◆ Document excerpt ◆
begin
Vivado HLS

During my research, I battle a lot with Vivado HLS. Following is some advice based on experience.

Always debug the software implementation before synthesizing it.

Some error messages of Vivado HLS are not very descriptive or point you in a wrong direction. I have spent hours debugging issues which I could easily have found by testing the software properly. One notorious example was an array that I was accessing out-of-bounds. The synthesis tool threw errors that did not point me in the right direction. Eventually, I updated my software testbench when I found the bug.

Always run the software implementation in a memory checker before synthesis.

This is also motivated by the previous issue. I have good experience with using Valgrind for this purpose.

Don’t use array_shape and array_partition on the same array.

This will lead to the following warning:

WARNING: [XFORM 203-180] Applying partition directive (<location>) and reshape directive (<location>) on the same variable '<variable>' may lead to unexpected synthesis behaviors.

Reusing arrays can be bad for meeting timing.

The synthesis tool does not always realize that accessing different array elements can be done in parallel. Take for example the following function:

void Test(int X, int A[256], int B[256])
{
#pragma HLS ARRAY_PARTITION variable=A complete dim=1
#pragma HLS ARRAY_PARTITION variable=B complete dim=1
  for (int i = 0; i < 256; i++)
#pragma HLS unroll
    if (B[i] == 1)
      A[i] *= X;
}

This requires at least 256 cycles in Vivado HLS 2017.1 with a clock period of 2 ns. Analysis of the schedule reveals that the tool finds dependencies between uses of A in different iterations of the loop. If we separate A into two variables, one for input and one for output, we achieve the same in 7 cycles:

void Test(int X, int A[256], int B[256], int C[256])
{
#pragma HLS ARRAY_PARTITION variable=A complete dim=1
#pragma HLS ARRAY_PARTITION variable=B complete dim=1
#pragma HLS ARRAY_PARTITION variable=C complete dim=1
  for (int i = 0; i < 256; i++)
#pragma HLS unroll
    if (B[i] == 1)
end
A block of data:
begin
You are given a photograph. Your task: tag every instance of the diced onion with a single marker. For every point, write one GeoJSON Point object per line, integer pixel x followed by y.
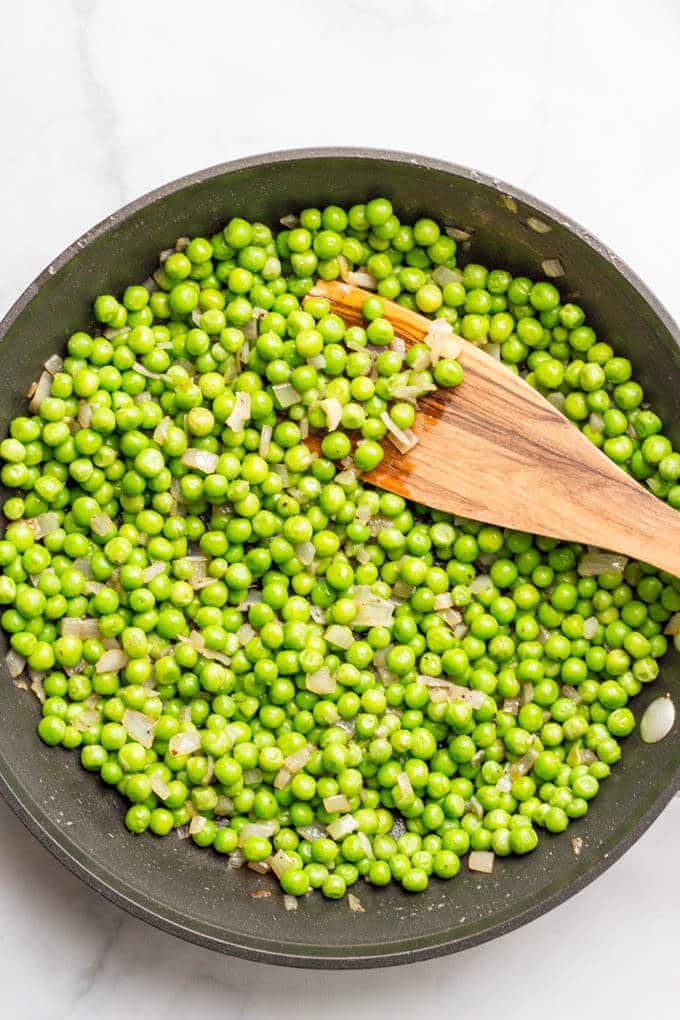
{"type": "Point", "coordinates": [241, 413]}
{"type": "Point", "coordinates": [343, 826]}
{"type": "Point", "coordinates": [596, 562]}
{"type": "Point", "coordinates": [200, 460]}
{"type": "Point", "coordinates": [355, 904]}
{"type": "Point", "coordinates": [286, 395]}
{"type": "Point", "coordinates": [112, 661]}
{"type": "Point", "coordinates": [101, 523]}
{"type": "Point", "coordinates": [320, 681]}
{"type": "Point", "coordinates": [15, 663]}
{"type": "Point", "coordinates": [362, 278]}
{"type": "Point", "coordinates": [453, 691]}
{"type": "Point", "coordinates": [265, 441]}
{"type": "Point", "coordinates": [333, 412]}
{"type": "Point", "coordinates": [658, 720]}
{"type": "Point", "coordinates": [185, 743]}
{"type": "Point", "coordinates": [80, 626]}
{"type": "Point", "coordinates": [139, 726]}
{"type": "Point", "coordinates": [337, 802]}
{"type": "Point", "coordinates": [281, 862]}
{"type": "Point", "coordinates": [43, 524]}
{"type": "Point", "coordinates": [482, 861]}
{"type": "Point", "coordinates": [340, 635]}
{"type": "Point", "coordinates": [39, 391]}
end
◆ The tasks ◆
A. In the Vivado HLS advice, how many cycles does the function take once A is split into separate input and output variables?
B. For each statement, say whether it agrees with the Vivado HLS advice, and quote the words of the text that decide it: (i) The author reports good experience using Valgrind as a memory checker. (ii) The first version of the function needs at least 256 cycles in Vivado HLS 2017.1 with a clock period of 4 ns. (iii) The synthesis tool's error messages led the author straight to the out-of-bounds array access.
C. Pick up the Vivado HLS advice from the point where it stops and carry it on.
The lines in the data block have no part in this.

◆ Responses ◆
A. 7 cycles.

B.
(i) Yes: "I have good experience with using Valgrind for this purpose."
(ii) No: "with a clock period of 2 ns"
(iii) No: "The synthesis tool threw errors that did not point me in the right direction."

C.
      C[i] = A[i] * X;
    else
      C[i] = A[i];
}

Note that there are more solutions, such as using the HLS dependence pragma.

Conditional expressions can eliminate false dependencies.

Continuing with the previous example, we can also solve the false dependencies by using conditional expressions instead of if-statements.

void Test(int X, int A[256], int B[256])
{
#pragma HLS ARRAY_PARTITION variable=A complete dim=1
#pragma HLS ARRAY_PARTITION variable=B complete dim=1
  for (int i = 0; i < 256; i++)
#pragma HLS unroll
    A[i] = B[i] == 1 ? A[i] * X : A[i];
}

Unsigned integers are often preferred over signed integers.

It is tempting to declare integer variables as (signed) int, just like one would do for software applications, but some operations such as modulo and division are more expensive on signed integers than unsigned integers. An unsigned integer division can be reduced to a simple truncation, and a modulo operation to a bitwise-and operation.

Make sure that all outputs are updated.

I have seen misleading warnings from Vivado HLS 2017.1 such as the following:

ERROR: [XFORM 203-123] Cannot stream  '<array>' (<location>): Some entries have both read and write access.

This warning refers to an array of structures was an output of the function. I updated a number of elements of the array, but I forgot to update several fields in those structures. In that case, the fields are supposed to retain the value that they had upon invocation of the function, which means that the array was not only written, but also read.

Not updating all elements in a ping pong buffer can yield correct implementations.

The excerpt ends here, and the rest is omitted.